Sungguh disayangkan bila seorang muslimah tidak mengetahui atau memahami bagaimana begitu dimuliakannya derajat kaum wanita dalam Islam oleh Allah SWT. Segala bentuk perintah dan larangan Allah SWT kepada kaum wanita adalah sangat jelas untuk kebaikan dan manfaat bagi kaum wanita itu sendiri.
Allah SWT Maha Mengetahui akibat apa yang akan terjadi bila kaum wanita tidak diberi petunjuk dan dibatasi dengan larangan-larangan tertentu yang tentunya akan berakibat merugikan bakan membinasakan kaum wanita itu sendiri karena ketidaktahuannya terhadap kehidupan di dunia ini yang penuh jebakan-jebakan yang menjerumuskan pada kebinasaan kaum wanita.
Oleh karena itu janganlah kaum wanita punya anggapan bahwa perintah dan larangan Allah SWT adalah sebagai sebuah beban berat atau penjara ataupun beranggapan negatif itu semua hanyalah bentuk diskriminasi dalam Islam.
Ketahuilah, sesungguhnya perintah-perintah dan larangan-larangan yang Allah SWT tetapkan adalah untuk melindungi kaum wanita dari kebinasaan, dan sadarilah itu semua adalah bentuk dari kasih sayang dari Alla SWT kepada kaum wanita yang tidak menghendaki kaum wanita dizalimi, diperlakukan secara semena-mena dan direndahkan derajatnya.
- Kaum Wanita diabadikan sebagai nama dari salah satu surat dalam al-Qur’an
Kaum wanita mendapat kehormatan untuk diabadikan di dalam Al-Qur’an dengan menjadikannya sebagai salah satu dari nama surat yaitu An-Nisaa’ (yang berarti wanita atau perempuan). Sedangkan untuk kaum laki-laki tidak diketemukan nama surat yang secara gamblang menyebutkan kaum laki-laki (Ar-Rizal misalnya).
An-Nisaa’ adalah surat ke-4 Al-Qur’an dalam susunan mushaf Utsmani yang terdiri dari 176 ayat. Termasuk surat Madaniyyah (diturunkan di kota Madinah) dan yang terpanjang sesudah surat Al-Baqarah. Dinamakan An-Nisaa' karena dalam surat ini banyak dibicarakan hal-hal yang berhubungan dengan wanita serta merupakan surat yang paling membicarakan hal itu dibanding dengan surat-surat yang lain. Surat yang lain banyak juga yang membicarakan tentang hal wanita ialah surat ke-65, Ath-Thalaq.
Dalam hubungan ini biasa disebut surat An Nisaa' dengan sebutan: Surat An-Nisaa' Al-Kubraa (surat An Nisaa' yang besar), sedang surat Ath-Thalaq disebut dengan sebutan: Surat An-Nisaa' Ash-Shughraa (surat An Nisaa' yang kecil). Oleh karena itu akan dinukilkan beberapa cuplikan dari surat An-Nisaa’ yang dapat menjadi bukti kasih sayang dan pembelaan Allah SWT terhadap derajat kaum wanita.

Data pelandasan ekspresi rujukan

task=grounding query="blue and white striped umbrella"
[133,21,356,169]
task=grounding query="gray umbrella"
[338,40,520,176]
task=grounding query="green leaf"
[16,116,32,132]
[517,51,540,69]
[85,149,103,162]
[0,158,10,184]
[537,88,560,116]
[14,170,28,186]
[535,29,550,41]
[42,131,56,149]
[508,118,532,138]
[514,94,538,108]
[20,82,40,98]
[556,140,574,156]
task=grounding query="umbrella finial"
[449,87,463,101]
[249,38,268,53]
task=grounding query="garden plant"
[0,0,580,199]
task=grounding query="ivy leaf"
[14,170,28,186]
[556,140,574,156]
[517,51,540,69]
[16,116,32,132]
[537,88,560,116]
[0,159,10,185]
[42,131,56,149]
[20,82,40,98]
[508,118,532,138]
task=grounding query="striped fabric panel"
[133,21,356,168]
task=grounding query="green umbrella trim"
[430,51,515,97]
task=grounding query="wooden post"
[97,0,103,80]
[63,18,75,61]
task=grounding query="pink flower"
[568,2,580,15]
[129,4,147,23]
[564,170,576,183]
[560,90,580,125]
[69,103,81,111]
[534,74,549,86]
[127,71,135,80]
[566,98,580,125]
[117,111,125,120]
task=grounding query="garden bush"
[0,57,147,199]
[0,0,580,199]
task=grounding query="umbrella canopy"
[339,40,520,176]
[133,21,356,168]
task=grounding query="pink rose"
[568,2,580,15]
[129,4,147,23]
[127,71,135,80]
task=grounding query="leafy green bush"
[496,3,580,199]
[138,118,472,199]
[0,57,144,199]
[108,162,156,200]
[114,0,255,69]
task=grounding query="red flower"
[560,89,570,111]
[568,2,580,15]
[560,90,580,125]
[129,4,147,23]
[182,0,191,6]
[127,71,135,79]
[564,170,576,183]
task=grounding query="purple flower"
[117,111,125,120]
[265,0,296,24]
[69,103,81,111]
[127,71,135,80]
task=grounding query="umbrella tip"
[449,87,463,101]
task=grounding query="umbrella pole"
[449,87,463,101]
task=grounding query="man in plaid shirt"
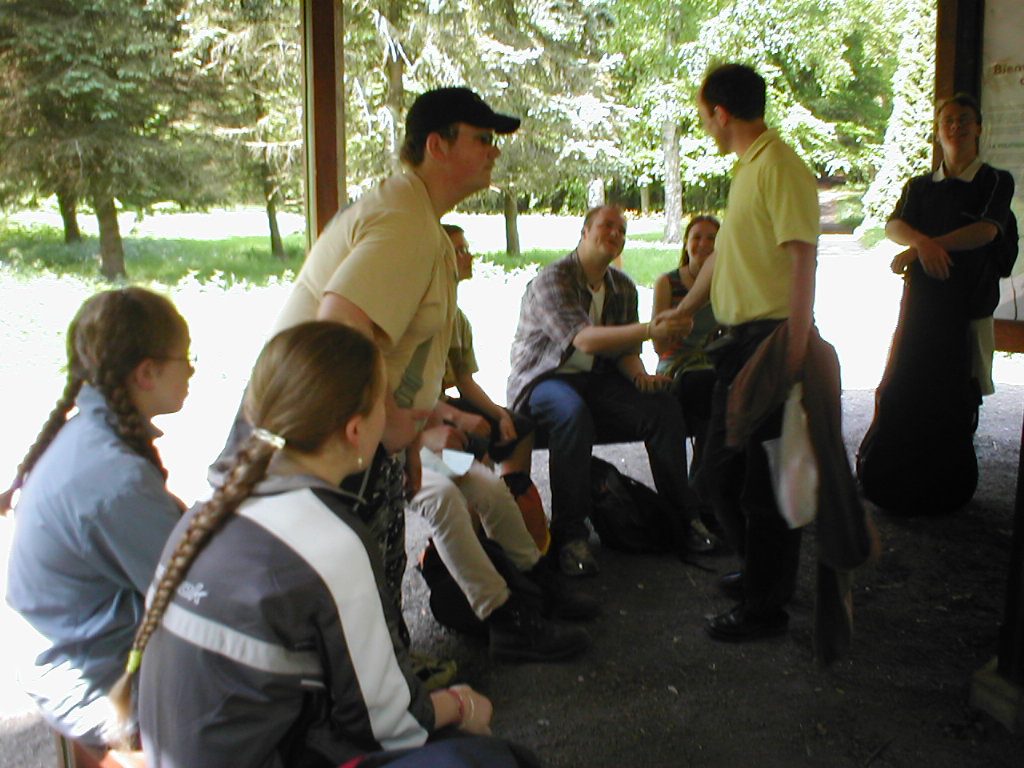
[508,206,716,575]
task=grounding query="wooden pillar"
[302,0,343,245]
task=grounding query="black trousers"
[701,321,801,614]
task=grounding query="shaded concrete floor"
[0,386,1024,768]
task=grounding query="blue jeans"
[527,372,696,549]
[701,322,803,614]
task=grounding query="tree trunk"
[260,151,288,261]
[334,0,348,209]
[57,191,82,245]
[502,189,520,258]
[92,195,127,280]
[640,184,650,216]
[662,120,683,243]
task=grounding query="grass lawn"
[0,205,1024,512]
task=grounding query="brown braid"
[111,322,384,720]
[110,437,273,722]
[0,373,84,514]
[0,287,187,513]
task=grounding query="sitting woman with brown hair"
[118,322,529,768]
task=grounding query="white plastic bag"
[763,382,818,528]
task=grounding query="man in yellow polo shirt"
[676,65,820,641]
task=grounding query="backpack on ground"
[590,456,677,553]
[417,536,544,638]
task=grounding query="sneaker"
[705,604,790,643]
[409,650,459,691]
[558,539,600,577]
[683,520,721,555]
[523,559,601,622]
[484,595,590,662]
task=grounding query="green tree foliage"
[0,0,194,278]
[862,0,935,230]
[614,0,895,241]
[182,0,303,259]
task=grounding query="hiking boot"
[484,595,590,662]
[705,604,790,643]
[558,539,600,577]
[718,570,743,601]
[523,559,601,622]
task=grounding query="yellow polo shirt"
[275,172,456,409]
[711,129,821,326]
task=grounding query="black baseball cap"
[406,88,520,137]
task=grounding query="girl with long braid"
[0,288,193,764]
[123,322,532,768]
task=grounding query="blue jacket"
[7,385,180,748]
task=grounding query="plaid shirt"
[507,251,640,410]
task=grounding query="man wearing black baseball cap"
[228,83,519,659]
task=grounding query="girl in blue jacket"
[0,288,193,764]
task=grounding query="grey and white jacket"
[139,475,434,768]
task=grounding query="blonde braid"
[96,372,167,480]
[110,437,274,722]
[0,374,84,515]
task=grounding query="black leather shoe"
[705,605,790,643]
[718,570,743,600]
[682,520,721,555]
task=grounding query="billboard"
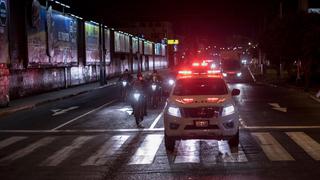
[114,32,130,53]
[85,22,100,64]
[0,0,9,63]
[27,0,50,66]
[154,43,162,55]
[104,29,111,65]
[144,41,153,55]
[47,9,78,65]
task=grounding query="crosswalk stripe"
[286,132,320,161]
[128,134,163,165]
[218,141,248,162]
[81,135,130,166]
[0,136,27,149]
[0,137,55,163]
[251,133,294,161]
[174,140,200,163]
[40,136,93,166]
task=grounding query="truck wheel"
[164,134,176,151]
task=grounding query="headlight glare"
[222,105,235,116]
[168,106,181,117]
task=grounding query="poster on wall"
[47,8,78,65]
[154,43,161,55]
[132,38,139,54]
[104,29,111,66]
[0,0,9,63]
[85,22,100,64]
[27,0,49,66]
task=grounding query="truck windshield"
[222,60,241,70]
[173,78,228,96]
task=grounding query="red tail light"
[208,70,221,74]
[176,98,193,104]
[192,62,200,66]
[182,98,193,103]
[201,62,208,66]
[207,98,219,103]
[179,70,192,75]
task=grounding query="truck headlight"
[168,106,181,117]
[133,93,140,101]
[222,105,235,116]
[151,84,157,91]
[168,79,174,86]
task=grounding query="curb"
[0,82,116,117]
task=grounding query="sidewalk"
[248,67,320,103]
[0,69,171,118]
[0,78,118,117]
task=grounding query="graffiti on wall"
[0,0,9,63]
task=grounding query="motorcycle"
[150,82,161,108]
[121,80,129,102]
[132,90,145,126]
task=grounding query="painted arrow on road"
[51,106,79,116]
[269,103,287,112]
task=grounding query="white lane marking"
[0,137,56,164]
[218,141,248,162]
[0,128,164,133]
[40,136,94,166]
[286,132,320,161]
[243,126,320,129]
[251,133,294,161]
[268,103,287,112]
[0,124,320,133]
[128,134,163,165]
[149,112,163,129]
[81,135,130,166]
[52,99,116,131]
[174,140,200,163]
[268,103,280,108]
[0,136,27,149]
[51,106,79,116]
[309,95,320,103]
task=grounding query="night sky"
[61,0,312,42]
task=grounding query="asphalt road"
[0,69,320,179]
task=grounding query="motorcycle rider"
[119,69,133,83]
[119,69,133,99]
[132,72,147,116]
[149,70,162,100]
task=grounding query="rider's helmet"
[137,72,143,80]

§ **YANG DIKERJAKAN**: Salin ulang tanpa perubahan sebagian teks tentang derajat wanita dalam Islam. Mulailah pada kata-kata yang memuat "Oleh karena itu janganlah" dan berhentilah setelah "diskriminasi dalam Islam.".

§ **JAWABAN LATIHAN**:
Oleh karena itu janganlah kaum wanita punya anggapan bahwa perintah dan larangan Allah SWT adalah sebagai sebuah beban berat atau penjara ataupun beranggapan negatif itu semua hanyalah bentuk diskriminasi dalam Islam.